__TEXT SHOWN__.
By the end of this article, you’ll understand how to solve the complex problem of data distribution and server scaling when dealing with massive, unpredictable traffic. Let’s dive in!
The Calm Before the Chaos
Picture this: after months of relentless effort, your app, a platform for sharing short, funny videos, has finally launched. It’s your dream come true.
The first six month is steady. A few thousand downloads trickle in, users love the app, and everything runs smoothly. The server hums along like a well-oiled machine. Life is good.
Then, the unimaginable happens. A very influential and powerful celebrity, Melon Musk, stumbles upon your app, shares a video, and in a matter of hours, your app becomes the hottest thing on the internet.
Downloads skyrocket. Millions of users sign up overnight, uploading videos, liking, and commenting at a pace you never anticipated. You are on cloud nine. Your servers, though, are not celebrating—they're struggling, then failing. Boom. The app is down.
You’re no longer living the dream. You’re in a nightmare.
The First Fix: Peace Before the Storm
Desperate to bring your app back online, you gather your team. After some time, the issue is spotted. The issue is clear: your database server simply cannot handle the flood of requests.
What is the first and fastest solution? Make the server bigger. You decide to scale your server vertically.
You upgrade everything: CPU, memory, storage. Now, the server is more powerful and fast. After a night of frantic work, the app is back. The users are happy. Problem solved. Life is at peace? Not quite.

__ENTRIES SHOWN__.
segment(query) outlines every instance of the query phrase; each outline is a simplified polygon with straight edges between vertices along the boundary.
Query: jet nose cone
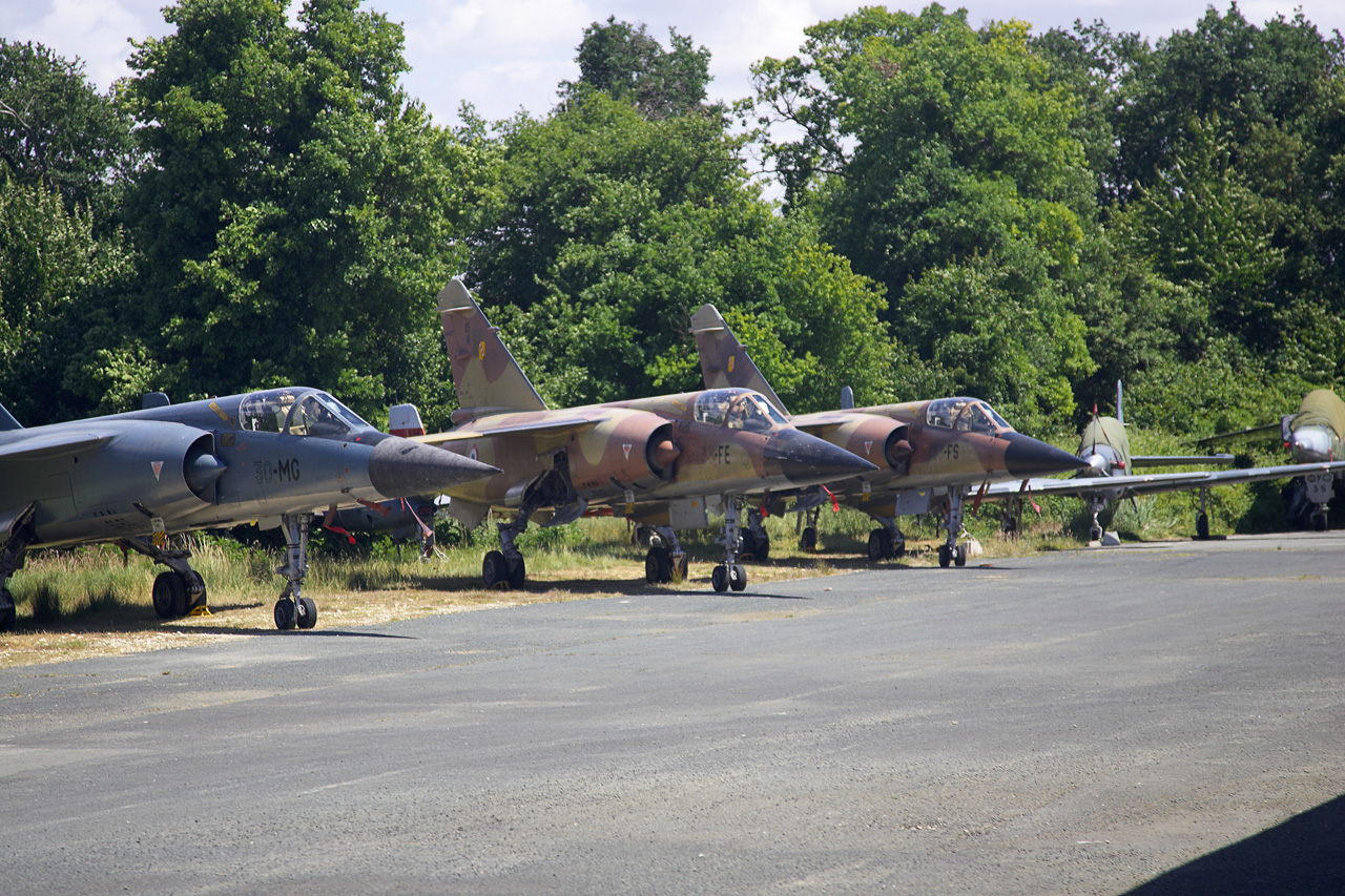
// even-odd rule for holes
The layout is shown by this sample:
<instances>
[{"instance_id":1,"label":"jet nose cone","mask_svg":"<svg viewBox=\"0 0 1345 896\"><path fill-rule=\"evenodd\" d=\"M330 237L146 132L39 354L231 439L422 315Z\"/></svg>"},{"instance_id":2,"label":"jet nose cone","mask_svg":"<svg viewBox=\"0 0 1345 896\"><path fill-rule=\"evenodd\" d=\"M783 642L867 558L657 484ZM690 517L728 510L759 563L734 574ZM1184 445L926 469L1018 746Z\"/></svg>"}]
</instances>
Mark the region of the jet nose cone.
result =
<instances>
[{"instance_id":1,"label":"jet nose cone","mask_svg":"<svg viewBox=\"0 0 1345 896\"><path fill-rule=\"evenodd\" d=\"M1005 470L1014 479L1092 468L1092 464L1083 457L1037 441L1032 436L1014 432L1005 435L1005 439L1009 440L1009 447L1005 448Z\"/></svg>"},{"instance_id":2,"label":"jet nose cone","mask_svg":"<svg viewBox=\"0 0 1345 896\"><path fill-rule=\"evenodd\" d=\"M444 491L498 472L498 467L397 436L379 441L369 457L369 482L385 498Z\"/></svg>"},{"instance_id":3,"label":"jet nose cone","mask_svg":"<svg viewBox=\"0 0 1345 896\"><path fill-rule=\"evenodd\" d=\"M1299 464L1323 463L1332 459L1332 440L1317 428L1302 426L1294 432L1290 445L1294 461Z\"/></svg>"},{"instance_id":4,"label":"jet nose cone","mask_svg":"<svg viewBox=\"0 0 1345 896\"><path fill-rule=\"evenodd\" d=\"M863 457L798 429L781 429L771 436L764 457L780 464L784 478L796 486L850 479L877 470Z\"/></svg>"}]
</instances>

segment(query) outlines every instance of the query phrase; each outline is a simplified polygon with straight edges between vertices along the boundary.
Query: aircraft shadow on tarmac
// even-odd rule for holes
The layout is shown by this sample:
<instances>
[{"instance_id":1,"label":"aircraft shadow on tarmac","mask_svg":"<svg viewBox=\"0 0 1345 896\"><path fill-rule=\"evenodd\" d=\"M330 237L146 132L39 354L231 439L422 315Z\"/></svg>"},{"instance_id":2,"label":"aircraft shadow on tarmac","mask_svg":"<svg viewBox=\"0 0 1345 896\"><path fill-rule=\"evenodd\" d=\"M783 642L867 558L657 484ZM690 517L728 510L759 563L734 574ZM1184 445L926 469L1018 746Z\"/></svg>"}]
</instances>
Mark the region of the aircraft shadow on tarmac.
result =
<instances>
[{"instance_id":1,"label":"aircraft shadow on tarmac","mask_svg":"<svg viewBox=\"0 0 1345 896\"><path fill-rule=\"evenodd\" d=\"M1345 796L1141 884L1127 896L1345 893Z\"/></svg>"}]
</instances>

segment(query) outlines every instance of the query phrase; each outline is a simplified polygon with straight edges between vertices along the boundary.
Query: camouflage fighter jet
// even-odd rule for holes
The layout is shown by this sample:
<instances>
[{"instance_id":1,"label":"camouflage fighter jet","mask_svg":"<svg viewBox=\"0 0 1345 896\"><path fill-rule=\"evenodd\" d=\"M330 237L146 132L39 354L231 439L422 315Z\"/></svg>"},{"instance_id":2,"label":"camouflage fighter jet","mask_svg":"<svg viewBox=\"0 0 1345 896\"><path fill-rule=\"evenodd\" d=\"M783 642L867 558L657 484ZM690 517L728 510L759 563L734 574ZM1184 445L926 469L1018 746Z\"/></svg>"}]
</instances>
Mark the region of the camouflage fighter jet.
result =
<instances>
[{"instance_id":1,"label":"camouflage fighter jet","mask_svg":"<svg viewBox=\"0 0 1345 896\"><path fill-rule=\"evenodd\" d=\"M646 580L682 580L686 553L677 530L706 526L707 505L724 505L724 562L716 591L742 591L738 519L745 495L845 479L869 461L791 426L760 394L713 389L551 410L500 342L460 280L438 296L461 408L455 429L418 439L494 464L504 472L448 491L448 513L476 526L487 511L500 550L486 554L487 587L522 585L515 539L530 519L570 522L600 505L650 526Z\"/></svg>"},{"instance_id":2,"label":"camouflage fighter jet","mask_svg":"<svg viewBox=\"0 0 1345 896\"><path fill-rule=\"evenodd\" d=\"M325 391L269 389L147 406L24 429L0 408L0 631L15 623L4 588L30 548L110 541L168 566L155 612L206 605L206 583L171 535L256 519L288 542L276 627L312 628L300 595L315 509L420 495L480 479L495 467L387 436Z\"/></svg>"},{"instance_id":3,"label":"camouflage fighter jet","mask_svg":"<svg viewBox=\"0 0 1345 896\"><path fill-rule=\"evenodd\" d=\"M1334 398L1334 396L1332 397ZM1345 412L1345 408L1342 408L1342 412ZM1084 426L1083 437L1079 441L1077 455L1088 461L1088 470L1072 479L1033 479L1026 484L1029 492L1038 495L1073 495L1081 498L1092 513L1092 526L1088 530L1088 537L1092 542L1100 542L1103 537L1102 523L1098 522L1099 514L1107 509L1107 505L1124 500L1126 498L1134 499L1141 495L1169 491L1198 491L1200 510L1196 514L1196 537L1209 538L1206 500L1209 490L1215 486L1236 486L1270 479L1289 479L1291 476L1305 476L1314 480L1323 478L1328 483L1329 495L1332 478L1345 471L1345 463L1330 463L1323 456L1321 457L1323 463L1248 467L1245 470L1220 470L1213 472L1128 474L1128 470L1138 467L1227 464L1232 463L1233 456L1131 455L1130 437L1126 435L1126 424L1122 413L1122 389L1118 382L1116 416L1098 417L1095 412L1093 420ZM1212 439L1202 439L1197 444L1209 444L1212 441ZM1313 455L1305 455L1305 457L1311 459ZM986 496L990 499L1020 502L1022 491L1009 490L1003 486L991 486ZM1011 510L1010 515L1017 515L1017 510Z\"/></svg>"},{"instance_id":4,"label":"camouflage fighter jet","mask_svg":"<svg viewBox=\"0 0 1345 896\"><path fill-rule=\"evenodd\" d=\"M1298 413L1284 414L1278 424L1264 424L1248 426L1237 432L1219 433L1208 439L1201 439L1197 444L1213 445L1240 436L1250 436L1262 432L1279 429L1280 441L1289 449L1289 456L1295 464L1322 464L1336 460L1345 460L1345 402L1330 389L1313 389L1298 405ZM1303 474L1301 492L1290 502L1290 517L1299 518L1302 511L1295 513L1299 506L1306 510L1307 526L1318 531L1326 530L1326 511L1336 487L1336 479L1342 474L1328 474L1323 470L1313 470Z\"/></svg>"},{"instance_id":5,"label":"camouflage fighter jet","mask_svg":"<svg viewBox=\"0 0 1345 896\"><path fill-rule=\"evenodd\" d=\"M714 305L702 305L695 312L691 332L706 386L756 389L781 414L788 414ZM869 534L869 558L874 561L900 556L905 550L897 517L928 513L931 503L942 499L947 505L947 538L939 548L939 565L963 566L967 546L958 544L958 535L967 498L975 494L979 499L990 483L1017 482L1087 465L1067 451L1014 432L990 405L976 398L936 398L870 408L854 408L849 398L843 398L842 405L841 410L796 414L790 421L803 432L882 461L876 472L827 486L837 500L863 510L880 523L881 529ZM804 548L816 544L819 503L812 496L796 505L808 514ZM765 533L753 535L760 539Z\"/></svg>"}]
</instances>

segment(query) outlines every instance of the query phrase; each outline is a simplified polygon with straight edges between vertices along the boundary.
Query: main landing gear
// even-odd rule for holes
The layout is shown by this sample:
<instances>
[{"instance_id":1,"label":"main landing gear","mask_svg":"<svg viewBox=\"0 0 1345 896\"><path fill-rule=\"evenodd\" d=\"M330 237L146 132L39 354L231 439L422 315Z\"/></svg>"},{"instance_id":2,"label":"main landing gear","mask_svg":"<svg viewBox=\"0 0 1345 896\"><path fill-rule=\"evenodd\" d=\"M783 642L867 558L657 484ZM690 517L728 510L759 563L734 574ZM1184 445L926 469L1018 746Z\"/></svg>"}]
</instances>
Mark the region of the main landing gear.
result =
<instances>
[{"instance_id":1,"label":"main landing gear","mask_svg":"<svg viewBox=\"0 0 1345 896\"><path fill-rule=\"evenodd\" d=\"M944 569L948 564L954 566L967 565L967 546L958 544L958 533L962 531L963 503L967 499L966 491L955 486L948 490L948 538L939 545L939 565Z\"/></svg>"},{"instance_id":2,"label":"main landing gear","mask_svg":"<svg viewBox=\"0 0 1345 896\"><path fill-rule=\"evenodd\" d=\"M799 535L799 550L816 550L818 549L818 517L822 515L822 507L808 507L802 514L799 514L799 522L806 522L803 526L803 534ZM807 517L807 521L804 521Z\"/></svg>"},{"instance_id":3,"label":"main landing gear","mask_svg":"<svg viewBox=\"0 0 1345 896\"><path fill-rule=\"evenodd\" d=\"M738 514L742 511L742 498L724 498L724 562L710 573L714 591L742 591L748 587L748 570L738 562Z\"/></svg>"},{"instance_id":4,"label":"main landing gear","mask_svg":"<svg viewBox=\"0 0 1345 896\"><path fill-rule=\"evenodd\" d=\"M149 596L160 619L182 619L198 607L206 607L206 580L187 561L191 552L182 548L160 548L152 538L121 538L117 544L126 550L149 557L168 566L155 576Z\"/></svg>"},{"instance_id":5,"label":"main landing gear","mask_svg":"<svg viewBox=\"0 0 1345 896\"><path fill-rule=\"evenodd\" d=\"M874 517L873 519L882 529L874 529L869 533L869 560L878 562L880 560L892 560L893 557L905 554L907 537L897 527L897 521L892 517Z\"/></svg>"},{"instance_id":6,"label":"main landing gear","mask_svg":"<svg viewBox=\"0 0 1345 896\"><path fill-rule=\"evenodd\" d=\"M8 525L0 530L0 537L4 538L4 542L0 544L0 635L13 631L17 611L13 595L5 585L9 583L9 576L23 566L23 552L36 541L36 534L32 530L36 509L36 503L30 503L11 517Z\"/></svg>"},{"instance_id":7,"label":"main landing gear","mask_svg":"<svg viewBox=\"0 0 1345 896\"><path fill-rule=\"evenodd\" d=\"M650 526L650 552L644 554L644 581L651 585L686 581L687 558L670 526Z\"/></svg>"},{"instance_id":8,"label":"main landing gear","mask_svg":"<svg viewBox=\"0 0 1345 896\"><path fill-rule=\"evenodd\" d=\"M765 531L760 513L748 511L748 530L742 535L742 556L759 561L771 556L771 535Z\"/></svg>"},{"instance_id":9,"label":"main landing gear","mask_svg":"<svg viewBox=\"0 0 1345 896\"><path fill-rule=\"evenodd\" d=\"M285 533L285 565L276 572L288 581L276 601L276 628L312 628L317 624L317 604L312 597L304 597L300 591L308 574L308 519L309 514L281 517L280 527Z\"/></svg>"}]
</instances>

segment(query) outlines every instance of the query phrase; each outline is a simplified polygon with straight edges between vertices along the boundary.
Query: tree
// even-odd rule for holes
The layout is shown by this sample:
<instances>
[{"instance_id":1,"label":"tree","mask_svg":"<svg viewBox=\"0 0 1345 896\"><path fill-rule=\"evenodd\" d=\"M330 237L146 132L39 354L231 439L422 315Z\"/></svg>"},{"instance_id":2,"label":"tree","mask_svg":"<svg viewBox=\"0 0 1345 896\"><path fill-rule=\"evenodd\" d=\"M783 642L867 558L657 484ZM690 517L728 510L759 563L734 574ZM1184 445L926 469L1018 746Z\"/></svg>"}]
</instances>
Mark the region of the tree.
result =
<instances>
[{"instance_id":1,"label":"tree","mask_svg":"<svg viewBox=\"0 0 1345 896\"><path fill-rule=\"evenodd\" d=\"M1072 295L1096 229L1079 100L1026 26L866 8L806 30L803 55L755 69L791 210L886 288L885 319L935 379L1061 420L1093 369ZM765 122L771 122L767 117Z\"/></svg>"},{"instance_id":2,"label":"tree","mask_svg":"<svg viewBox=\"0 0 1345 896\"><path fill-rule=\"evenodd\" d=\"M468 273L550 401L701 387L689 326L705 301L800 409L847 382L889 394L881 292L761 202L718 121L646 120L594 91L502 141Z\"/></svg>"},{"instance_id":3,"label":"tree","mask_svg":"<svg viewBox=\"0 0 1345 896\"><path fill-rule=\"evenodd\" d=\"M631 26L608 16L584 30L574 61L577 82L561 82L560 94L573 102L585 89L633 102L646 118L667 118L701 109L710 82L710 51L668 28L671 50L663 50L642 23Z\"/></svg>"},{"instance_id":4,"label":"tree","mask_svg":"<svg viewBox=\"0 0 1345 896\"><path fill-rule=\"evenodd\" d=\"M186 0L137 44L145 254L122 312L187 396L280 382L377 416L424 390L469 153L408 100L401 28L358 0Z\"/></svg>"},{"instance_id":5,"label":"tree","mask_svg":"<svg viewBox=\"0 0 1345 896\"><path fill-rule=\"evenodd\" d=\"M106 233L132 147L129 118L85 78L82 62L0 38L0 178L46 183L67 211L89 206Z\"/></svg>"}]
</instances>

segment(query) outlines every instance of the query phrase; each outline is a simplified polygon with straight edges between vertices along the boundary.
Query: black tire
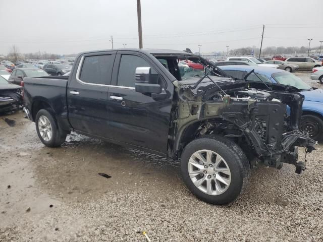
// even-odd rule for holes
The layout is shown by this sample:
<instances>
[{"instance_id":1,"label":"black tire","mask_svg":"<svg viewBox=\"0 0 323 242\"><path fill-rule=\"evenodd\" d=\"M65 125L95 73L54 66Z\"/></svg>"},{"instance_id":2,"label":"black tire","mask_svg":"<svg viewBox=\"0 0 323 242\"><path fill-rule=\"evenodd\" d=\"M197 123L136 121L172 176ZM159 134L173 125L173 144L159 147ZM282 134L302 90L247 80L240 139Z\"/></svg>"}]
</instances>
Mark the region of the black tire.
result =
<instances>
[{"instance_id":1,"label":"black tire","mask_svg":"<svg viewBox=\"0 0 323 242\"><path fill-rule=\"evenodd\" d=\"M314 140L320 141L323 136L323 120L318 116L312 114L302 115L300 129L307 132Z\"/></svg>"},{"instance_id":2,"label":"black tire","mask_svg":"<svg viewBox=\"0 0 323 242\"><path fill-rule=\"evenodd\" d=\"M286 72L292 72L292 68L291 67L287 67L285 69L285 70Z\"/></svg>"},{"instance_id":3,"label":"black tire","mask_svg":"<svg viewBox=\"0 0 323 242\"><path fill-rule=\"evenodd\" d=\"M195 186L190 177L189 160L194 152L204 149L211 150L222 156L230 168L231 180L227 190L221 194L205 193ZM249 162L240 147L230 140L218 136L205 136L188 144L182 154L181 171L184 183L195 196L216 205L227 204L237 198L246 189L251 172Z\"/></svg>"},{"instance_id":4,"label":"black tire","mask_svg":"<svg viewBox=\"0 0 323 242\"><path fill-rule=\"evenodd\" d=\"M45 116L47 118L48 118L51 126L52 135L51 136L51 138L48 141L44 140L39 133L38 122L39 117L42 115ZM55 118L55 115L51 108L39 110L36 114L35 123L36 124L37 134L38 135L40 141L46 146L48 146L48 147L57 147L60 146L65 141L67 134L66 133L62 132L59 129L56 122L56 119Z\"/></svg>"}]
</instances>

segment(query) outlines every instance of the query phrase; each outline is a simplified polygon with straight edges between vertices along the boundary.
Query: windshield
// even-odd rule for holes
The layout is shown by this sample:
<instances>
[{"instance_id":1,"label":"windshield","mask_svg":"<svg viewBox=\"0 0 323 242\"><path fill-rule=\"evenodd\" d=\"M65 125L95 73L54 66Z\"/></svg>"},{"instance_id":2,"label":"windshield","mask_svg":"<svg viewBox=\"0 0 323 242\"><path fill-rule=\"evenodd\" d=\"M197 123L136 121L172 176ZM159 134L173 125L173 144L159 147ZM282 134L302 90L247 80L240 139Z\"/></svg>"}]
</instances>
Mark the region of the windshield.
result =
<instances>
[{"instance_id":1,"label":"windshield","mask_svg":"<svg viewBox=\"0 0 323 242\"><path fill-rule=\"evenodd\" d=\"M25 73L27 77L47 77L48 74L42 70L25 70Z\"/></svg>"},{"instance_id":2,"label":"windshield","mask_svg":"<svg viewBox=\"0 0 323 242\"><path fill-rule=\"evenodd\" d=\"M60 69L66 69L71 68L71 67L67 64L55 64L55 66L56 66L56 67Z\"/></svg>"},{"instance_id":3,"label":"windshield","mask_svg":"<svg viewBox=\"0 0 323 242\"><path fill-rule=\"evenodd\" d=\"M254 62L255 64L261 64L261 63L260 62L259 62L259 60L258 60L257 59L256 59L255 58L250 58L250 59L251 60L252 60L253 62Z\"/></svg>"},{"instance_id":4,"label":"windshield","mask_svg":"<svg viewBox=\"0 0 323 242\"><path fill-rule=\"evenodd\" d=\"M279 72L272 75L272 77L280 84L288 85L300 90L310 90L311 87L301 79L289 72Z\"/></svg>"},{"instance_id":5,"label":"windshield","mask_svg":"<svg viewBox=\"0 0 323 242\"><path fill-rule=\"evenodd\" d=\"M7 80L0 76L0 84L8 84L9 83Z\"/></svg>"}]
</instances>

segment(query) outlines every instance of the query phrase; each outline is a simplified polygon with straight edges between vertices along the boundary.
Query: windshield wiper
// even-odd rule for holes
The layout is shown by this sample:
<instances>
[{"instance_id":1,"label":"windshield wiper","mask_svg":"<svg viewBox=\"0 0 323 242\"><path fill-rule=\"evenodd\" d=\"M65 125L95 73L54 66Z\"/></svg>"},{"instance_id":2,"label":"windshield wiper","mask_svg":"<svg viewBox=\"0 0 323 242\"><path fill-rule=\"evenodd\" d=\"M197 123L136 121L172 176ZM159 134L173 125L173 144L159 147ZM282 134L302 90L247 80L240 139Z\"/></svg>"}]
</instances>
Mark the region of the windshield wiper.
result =
<instances>
[{"instance_id":1,"label":"windshield wiper","mask_svg":"<svg viewBox=\"0 0 323 242\"><path fill-rule=\"evenodd\" d=\"M247 73L246 74L246 75L244 76L244 80L246 82L247 81L247 78L248 78L248 77L249 77L251 74L254 74L254 75L256 75L256 76L258 78L258 79L259 80L260 80L260 81L261 82L262 82L262 83L263 83L264 84L264 85L267 87L268 88L268 89L270 90L272 90L271 88L269 87L269 86L268 86L266 83L261 79L260 78L260 77L259 76L258 76L258 75L257 74L257 73L256 73L255 72L254 72L254 69L252 69L251 71L250 71L250 72L249 72L248 73Z\"/></svg>"}]
</instances>

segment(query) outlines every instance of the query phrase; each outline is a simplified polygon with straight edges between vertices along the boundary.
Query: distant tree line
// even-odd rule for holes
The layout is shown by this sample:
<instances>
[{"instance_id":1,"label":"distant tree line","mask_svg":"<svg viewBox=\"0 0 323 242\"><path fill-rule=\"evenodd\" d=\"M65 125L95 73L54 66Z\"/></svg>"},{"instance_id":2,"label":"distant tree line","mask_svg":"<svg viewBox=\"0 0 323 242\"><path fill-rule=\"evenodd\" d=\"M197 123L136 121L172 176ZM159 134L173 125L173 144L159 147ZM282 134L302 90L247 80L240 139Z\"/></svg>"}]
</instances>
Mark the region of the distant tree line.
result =
<instances>
[{"instance_id":1,"label":"distant tree line","mask_svg":"<svg viewBox=\"0 0 323 242\"><path fill-rule=\"evenodd\" d=\"M311 48L310 50L317 50L319 46ZM232 49L229 51L230 55L250 55L252 50L254 50L254 55L259 55L260 49L255 46L252 47L246 47L237 49ZM268 46L261 49L261 55L273 55L274 54L291 55L296 54L306 53L308 50L308 47L305 46ZM323 52L323 49L321 51Z\"/></svg>"}]
</instances>

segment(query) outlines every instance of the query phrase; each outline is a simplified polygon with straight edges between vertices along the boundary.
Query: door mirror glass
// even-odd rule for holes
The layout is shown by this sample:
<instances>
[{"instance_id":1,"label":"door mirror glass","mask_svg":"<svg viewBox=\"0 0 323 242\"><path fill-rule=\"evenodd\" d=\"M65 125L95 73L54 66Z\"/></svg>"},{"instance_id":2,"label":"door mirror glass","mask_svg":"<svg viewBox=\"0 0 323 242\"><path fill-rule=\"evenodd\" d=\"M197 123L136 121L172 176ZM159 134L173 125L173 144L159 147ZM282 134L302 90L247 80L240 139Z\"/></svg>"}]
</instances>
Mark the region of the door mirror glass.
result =
<instances>
[{"instance_id":1,"label":"door mirror glass","mask_svg":"<svg viewBox=\"0 0 323 242\"><path fill-rule=\"evenodd\" d=\"M150 67L136 68L136 91L141 93L160 93L162 88L151 74Z\"/></svg>"}]
</instances>

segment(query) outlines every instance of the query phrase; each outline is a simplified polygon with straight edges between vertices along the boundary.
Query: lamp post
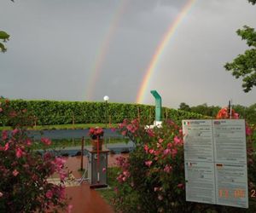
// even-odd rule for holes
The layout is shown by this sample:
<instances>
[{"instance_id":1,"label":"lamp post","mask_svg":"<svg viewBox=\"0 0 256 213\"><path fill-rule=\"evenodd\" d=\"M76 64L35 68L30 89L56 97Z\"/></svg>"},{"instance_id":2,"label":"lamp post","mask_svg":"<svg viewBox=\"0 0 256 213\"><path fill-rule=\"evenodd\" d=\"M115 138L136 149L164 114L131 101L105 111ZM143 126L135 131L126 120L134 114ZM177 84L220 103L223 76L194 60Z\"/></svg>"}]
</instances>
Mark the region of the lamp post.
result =
<instances>
[{"instance_id":1,"label":"lamp post","mask_svg":"<svg viewBox=\"0 0 256 213\"><path fill-rule=\"evenodd\" d=\"M109 97L108 95L105 95L103 97L103 100L105 101L105 127L107 128L108 124L108 101L109 100Z\"/></svg>"}]
</instances>

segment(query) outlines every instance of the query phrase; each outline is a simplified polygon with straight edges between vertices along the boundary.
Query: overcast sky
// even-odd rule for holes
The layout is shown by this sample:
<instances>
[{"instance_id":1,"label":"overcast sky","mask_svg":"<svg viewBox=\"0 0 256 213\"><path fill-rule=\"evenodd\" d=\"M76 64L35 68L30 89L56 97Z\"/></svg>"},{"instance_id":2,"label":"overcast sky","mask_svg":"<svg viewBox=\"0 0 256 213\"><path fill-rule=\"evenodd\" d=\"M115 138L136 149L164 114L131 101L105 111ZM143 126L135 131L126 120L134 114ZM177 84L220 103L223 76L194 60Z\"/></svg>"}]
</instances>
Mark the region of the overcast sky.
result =
<instances>
[{"instance_id":1,"label":"overcast sky","mask_svg":"<svg viewBox=\"0 0 256 213\"><path fill-rule=\"evenodd\" d=\"M148 64L185 0L0 0L0 95L9 99L136 102ZM236 31L256 27L247 0L196 0L165 49L144 104L249 106L223 67L247 49ZM96 66L97 65L97 66ZM98 74L96 75L95 73Z\"/></svg>"}]
</instances>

__EXERCISE A__.
Answer these questions using the article on server scaling:
(i) What kind of app does the article describe?
(ii) Who shares a video that makes the app suddenly popular?
(iii) Which three parts of the server are upgraded in the first fix?
__EXERCISE B__.
Carry on the article about server scaling, starting right after its last sentence.

__OUTPUT A__.
(i) A platform for sharing short, funny videos.
(ii) Melon Musk, a very influential and powerful celebrity.
(iii) CPU, memory, and storage.

__OUTPUT B__.
Two days later, traffic doubles again. The server, despite its upgrades, crashes under the relentless load. You realize you’ve hit the limits of vertical scaling.
Why Vertical Scaling Fails
- Hardware Limits: No matter how powerful, a single server has a ceiling.
- Cost: Upgrading to high-end hardware is prohibitively expensive.
- Single Point of Failure: One server means one failure point. If it goes down, your entire app goes offline.
You need a more robust solution.
A Bold Step Forward: Dividing the Load
It’s time to think differently. Your team suggests horizontal scaling: instead of relying on a single powerful server, distribute the load across multiple smaller servers.
Each server will handle a portion of the data, reducing the burden on any one machine.
You think about implement this, and for a while, it seems like a breakthrough.
New Problems, New Mysteries
Horizontal Scaling is promising solution. But it also introduces new challenges as traffic grows. In which server data is stored? as we have now multiple instances of server. In which cluster a particular user's data is stored?
Imagine a user uploads a video. Which server should store it? Later, when someone wants to watch it, how will your system know where to look?
Your team tries a Simple and easy approach.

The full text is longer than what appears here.